Halidou Tinto : Ma relation avec la fondation, jusqu’à présent, a concerné le financement de l’essai clinique de la phase 3 du vaccin RTS,S de la firme pharmaceutique GSK. De ce que je sais, la fondation Bill & Melinda Gates n’est pas actionnaire de GSK, donc je ne vois pas où se situe le conflit d’intérêts. Je le répète, je parle de ce dont je suis au courant. Je ne vois pas comment la fondation peut avoir un conflit d’intérêts en ce qui concerne l’unité clinique de Nanoro, qui est une institution publique du Burkina Faso qui réalise des recherches au-delà du vaccin RTS,S. La preuve que ce soutien a été très utile pour nous, c’est que c’est sur cette même plateforme qu’a été testé le vaccin R21, qui vient d’être homologué. C’est sur une base purement philanthropique que ce financement nous a été octroyé. Après, si le journaliste a mené des enquêtes et révélé des choses, je ne peux pas me prononcer là-dessus2.

« Pour rattraper le retard, il faut un effort colossal »

Amélie David : Est-ce que le fait que des Européens contractent le palu amène un autre regard sur cette maladie ?

Halidou Tinto : Le monde a compris que le paludisme était le principal problème auquel nous allions faire face après le VIH. L’argent est investi, mais tous les efforts sont annihilés par le poids économique du paludisme : les prises en charge, les heures de travail perdues… Les investissements ont augmenté, mais ce n’est pas suffisant. Regardez ce qu’il s’est passé avec l’épidémie de Covid-19 en une année : l’argent qui a été investi parce que, tout simplement, l’Occident était concerné… Si le paludisme bénéficiait ne serait-ce que de 50 % de cet investissement, je pense qu’on pourrait accélérer l’élimination de cette maladie. C’est pourquoi je dirais que c’est une bonne nouvelle, quelque part, de savoir qu’en Belgique il y a des gens qui ont contracté le paludisme. Peut-être que les Européens vont s’intéresser à cette maladie.

Amélie David : Vous vous réjouissez de voir des Européens contracter cette maladie chez eux ?

Halidou Tinto : Cela peut paraître cynique… Mais cela peut-être une piqûre de rappel pour faire prendre conscience aux chercheurs et aux investisseurs qu’il ne faut pas laisser l’Afrique seule face au paludisme.

Amélie David : Comment vous projetez-vous dans les années à venir ?

=-=-=

Consigne
Rédigez la suite de l'entretien sur le paludisme, en commençant juste après la dernière question d'Amélie David.

=-=-=

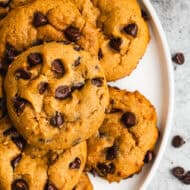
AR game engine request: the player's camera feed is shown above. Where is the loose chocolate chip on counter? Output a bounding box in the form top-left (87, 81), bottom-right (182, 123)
top-left (144, 151), bottom-right (154, 163)
top-left (51, 59), bottom-right (65, 78)
top-left (15, 68), bottom-right (32, 80)
top-left (69, 157), bottom-right (81, 169)
top-left (11, 154), bottom-right (22, 169)
top-left (172, 166), bottom-right (185, 179)
top-left (109, 38), bottom-right (122, 51)
top-left (106, 145), bottom-right (119, 160)
top-left (172, 52), bottom-right (185, 65)
top-left (172, 135), bottom-right (185, 148)
top-left (91, 78), bottom-right (104, 87)
top-left (11, 179), bottom-right (29, 190)
top-left (27, 53), bottom-right (43, 67)
top-left (33, 12), bottom-right (48, 28)
top-left (38, 82), bottom-right (49, 94)
top-left (11, 136), bottom-right (26, 151)
top-left (44, 182), bottom-right (57, 190)
top-left (55, 86), bottom-right (72, 100)
top-left (65, 26), bottom-right (81, 42)
top-left (50, 112), bottom-right (64, 127)
top-left (98, 48), bottom-right (104, 60)
top-left (121, 112), bottom-right (136, 128)
top-left (13, 95), bottom-right (27, 114)
top-left (123, 23), bottom-right (138, 38)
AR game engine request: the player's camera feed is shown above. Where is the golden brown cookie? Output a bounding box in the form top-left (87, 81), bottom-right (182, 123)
top-left (87, 87), bottom-right (158, 182)
top-left (73, 173), bottom-right (93, 190)
top-left (5, 42), bottom-right (109, 149)
top-left (0, 117), bottom-right (86, 190)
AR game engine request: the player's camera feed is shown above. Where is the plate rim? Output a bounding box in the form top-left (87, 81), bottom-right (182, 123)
top-left (140, 0), bottom-right (175, 190)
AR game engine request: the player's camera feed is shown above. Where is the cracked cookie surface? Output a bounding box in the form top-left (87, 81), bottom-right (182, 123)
top-left (87, 87), bottom-right (158, 182)
top-left (5, 42), bottom-right (109, 150)
top-left (0, 117), bottom-right (86, 190)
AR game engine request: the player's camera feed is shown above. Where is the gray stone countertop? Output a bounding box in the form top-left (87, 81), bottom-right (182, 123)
top-left (147, 0), bottom-right (190, 190)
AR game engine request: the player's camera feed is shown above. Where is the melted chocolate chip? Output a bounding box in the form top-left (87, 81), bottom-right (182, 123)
top-left (65, 26), bottom-right (81, 42)
top-left (172, 166), bottom-right (185, 179)
top-left (69, 157), bottom-right (81, 169)
top-left (33, 12), bottom-right (48, 28)
top-left (50, 112), bottom-right (64, 127)
top-left (15, 68), bottom-right (32, 80)
top-left (11, 179), bottom-right (29, 190)
top-left (73, 57), bottom-right (81, 67)
top-left (51, 59), bottom-right (65, 78)
top-left (123, 23), bottom-right (138, 38)
top-left (27, 53), bottom-right (43, 67)
top-left (11, 154), bottom-right (22, 169)
top-left (38, 82), bottom-right (49, 94)
top-left (106, 145), bottom-right (119, 160)
top-left (121, 112), bottom-right (136, 128)
top-left (13, 95), bottom-right (27, 114)
top-left (98, 48), bottom-right (104, 60)
top-left (11, 136), bottom-right (26, 151)
top-left (91, 78), bottom-right (104, 87)
top-left (109, 38), bottom-right (122, 51)
top-left (144, 151), bottom-right (154, 163)
top-left (55, 86), bottom-right (71, 100)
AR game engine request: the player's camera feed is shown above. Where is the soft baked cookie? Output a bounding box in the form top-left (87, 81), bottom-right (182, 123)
top-left (87, 87), bottom-right (158, 182)
top-left (92, 0), bottom-right (150, 81)
top-left (0, 0), bottom-right (99, 71)
top-left (73, 173), bottom-right (93, 190)
top-left (5, 42), bottom-right (109, 149)
top-left (0, 117), bottom-right (86, 190)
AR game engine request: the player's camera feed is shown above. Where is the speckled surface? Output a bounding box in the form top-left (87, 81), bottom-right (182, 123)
top-left (147, 0), bottom-right (190, 190)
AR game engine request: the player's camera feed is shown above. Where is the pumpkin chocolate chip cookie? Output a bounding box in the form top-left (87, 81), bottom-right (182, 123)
top-left (5, 42), bottom-right (109, 150)
top-left (87, 88), bottom-right (158, 182)
top-left (0, 117), bottom-right (86, 190)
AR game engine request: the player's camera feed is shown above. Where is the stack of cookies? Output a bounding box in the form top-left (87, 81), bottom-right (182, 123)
top-left (0, 0), bottom-right (158, 190)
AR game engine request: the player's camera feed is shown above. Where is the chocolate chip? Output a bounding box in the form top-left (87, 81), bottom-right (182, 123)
top-left (44, 182), bottom-right (57, 190)
top-left (65, 26), bottom-right (81, 42)
top-left (15, 68), bottom-right (32, 80)
top-left (109, 38), bottom-right (122, 51)
top-left (5, 43), bottom-right (19, 64)
top-left (69, 157), bottom-right (81, 169)
top-left (98, 48), bottom-right (104, 60)
top-left (55, 86), bottom-right (71, 100)
top-left (172, 166), bottom-right (185, 179)
top-left (11, 179), bottom-right (29, 190)
top-left (123, 23), bottom-right (138, 38)
top-left (51, 59), bottom-right (65, 78)
top-left (11, 136), bottom-right (26, 151)
top-left (27, 53), bottom-right (43, 67)
top-left (73, 57), bottom-right (81, 67)
top-left (13, 95), bottom-right (27, 114)
top-left (121, 112), bottom-right (136, 128)
top-left (50, 112), bottom-right (64, 127)
top-left (11, 154), bottom-right (22, 169)
top-left (106, 145), bottom-right (119, 160)
top-left (144, 151), bottom-right (154, 163)
top-left (38, 82), bottom-right (49, 94)
top-left (172, 135), bottom-right (185, 148)
top-left (172, 52), bottom-right (185, 65)
top-left (91, 78), bottom-right (104, 87)
top-left (182, 171), bottom-right (190, 185)
top-left (33, 12), bottom-right (48, 28)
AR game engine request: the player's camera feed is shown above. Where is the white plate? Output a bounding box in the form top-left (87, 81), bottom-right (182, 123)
top-left (90, 0), bottom-right (174, 190)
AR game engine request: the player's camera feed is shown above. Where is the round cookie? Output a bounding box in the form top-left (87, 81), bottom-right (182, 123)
top-left (92, 0), bottom-right (150, 81)
top-left (5, 42), bottom-right (109, 149)
top-left (87, 87), bottom-right (158, 182)
top-left (0, 117), bottom-right (86, 190)
top-left (73, 173), bottom-right (93, 190)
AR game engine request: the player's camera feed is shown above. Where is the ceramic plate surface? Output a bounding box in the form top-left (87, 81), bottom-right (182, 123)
top-left (90, 0), bottom-right (174, 190)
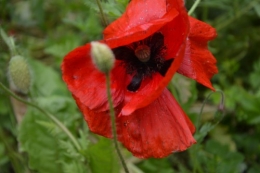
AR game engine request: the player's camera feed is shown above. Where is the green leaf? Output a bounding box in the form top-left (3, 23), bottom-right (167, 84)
top-left (18, 109), bottom-right (61, 173)
top-left (138, 159), bottom-right (174, 173)
top-left (88, 137), bottom-right (119, 173)
top-left (28, 59), bottom-right (67, 96)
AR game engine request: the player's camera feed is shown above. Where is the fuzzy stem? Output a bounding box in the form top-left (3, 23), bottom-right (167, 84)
top-left (188, 0), bottom-right (201, 15)
top-left (196, 90), bottom-right (225, 129)
top-left (0, 82), bottom-right (81, 151)
top-left (106, 73), bottom-right (129, 173)
top-left (96, 0), bottom-right (108, 26)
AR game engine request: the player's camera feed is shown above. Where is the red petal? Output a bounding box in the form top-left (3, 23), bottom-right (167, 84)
top-left (62, 44), bottom-right (125, 111)
top-left (104, 0), bottom-right (178, 48)
top-left (178, 17), bottom-right (218, 90)
top-left (122, 1), bottom-right (189, 115)
top-left (117, 89), bottom-right (196, 158)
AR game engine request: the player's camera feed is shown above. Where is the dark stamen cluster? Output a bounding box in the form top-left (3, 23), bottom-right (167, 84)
top-left (113, 33), bottom-right (173, 92)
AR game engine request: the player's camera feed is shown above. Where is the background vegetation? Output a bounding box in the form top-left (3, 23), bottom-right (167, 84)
top-left (0, 0), bottom-right (260, 173)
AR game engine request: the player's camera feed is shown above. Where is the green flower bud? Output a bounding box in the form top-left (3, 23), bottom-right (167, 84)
top-left (8, 55), bottom-right (31, 94)
top-left (91, 41), bottom-right (115, 73)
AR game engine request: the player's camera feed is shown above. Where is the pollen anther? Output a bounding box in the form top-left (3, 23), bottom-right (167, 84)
top-left (135, 45), bottom-right (151, 62)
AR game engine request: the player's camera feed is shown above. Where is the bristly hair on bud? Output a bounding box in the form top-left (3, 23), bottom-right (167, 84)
top-left (91, 41), bottom-right (115, 73)
top-left (8, 55), bottom-right (31, 94)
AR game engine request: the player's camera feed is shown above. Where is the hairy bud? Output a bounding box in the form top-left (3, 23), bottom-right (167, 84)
top-left (8, 55), bottom-right (31, 94)
top-left (91, 41), bottom-right (115, 73)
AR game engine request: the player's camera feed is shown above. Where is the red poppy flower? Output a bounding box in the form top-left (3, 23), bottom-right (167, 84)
top-left (62, 0), bottom-right (217, 158)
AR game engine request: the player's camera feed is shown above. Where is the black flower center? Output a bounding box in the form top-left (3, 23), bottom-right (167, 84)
top-left (113, 33), bottom-right (173, 92)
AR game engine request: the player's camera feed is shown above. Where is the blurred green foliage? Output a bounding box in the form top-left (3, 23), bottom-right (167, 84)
top-left (0, 0), bottom-right (260, 173)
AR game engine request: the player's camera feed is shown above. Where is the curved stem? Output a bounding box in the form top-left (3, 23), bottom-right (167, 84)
top-left (0, 82), bottom-right (81, 151)
top-left (106, 73), bottom-right (129, 173)
top-left (96, 0), bottom-right (108, 26)
top-left (188, 0), bottom-right (201, 15)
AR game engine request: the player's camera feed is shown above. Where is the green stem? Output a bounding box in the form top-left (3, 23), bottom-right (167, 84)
top-left (188, 0), bottom-right (201, 15)
top-left (96, 0), bottom-right (108, 26)
top-left (106, 73), bottom-right (129, 173)
top-left (0, 82), bottom-right (81, 151)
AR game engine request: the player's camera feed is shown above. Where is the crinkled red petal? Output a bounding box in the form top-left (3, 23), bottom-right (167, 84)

=-=-=

Réponse finale
Halidou Tinto : Je souhaite continuer de former des jeunes avec le niveau de doctorat. Ce qui manque à l’Afrique, ce n’est pas la compétence, mais la masse critique de compétences. J’espère que d’ici aux dix prochaines années j’aurai formé 100 jeunes Africains qui seront convaincus de rester, ou au moins de revenir sur le continent pour assurer la continuité de ce qui a été mis en place. J’espère qu’ils seront plus heureux car le contexte sera moins difficile et qu’ils n’auront qu’à maintenir et à améliorer les plateformes existantes. Je pense que si le problème sécuritaire venait à se régler au Burkina Faso, une bonne partie du budget pourrait être réorientée vers la recherche. L’Afrique est en retard en matière d’innovation. Pour rattraper ce retard, il faut un effort colossal. Nos gouvernants en sont conscients, mais la situation ne leur permet pas d’investir pour cela. Je rêve que le vaccin soit déployé rapidement pour que d’ici à dix ans on ne parle plus du paludisme comme un problème de santé majeur pour le continent.

1Lionel Astruc, L’Art de la fausse générosité : la fondation Bill et Melinda Gates, Actes Sud, 2019. Lire également : Rémi Carayol, «  En Afrique, Bill Gates au cœur de toutes les rumeurs  », Mediapart, 16 avril 2020.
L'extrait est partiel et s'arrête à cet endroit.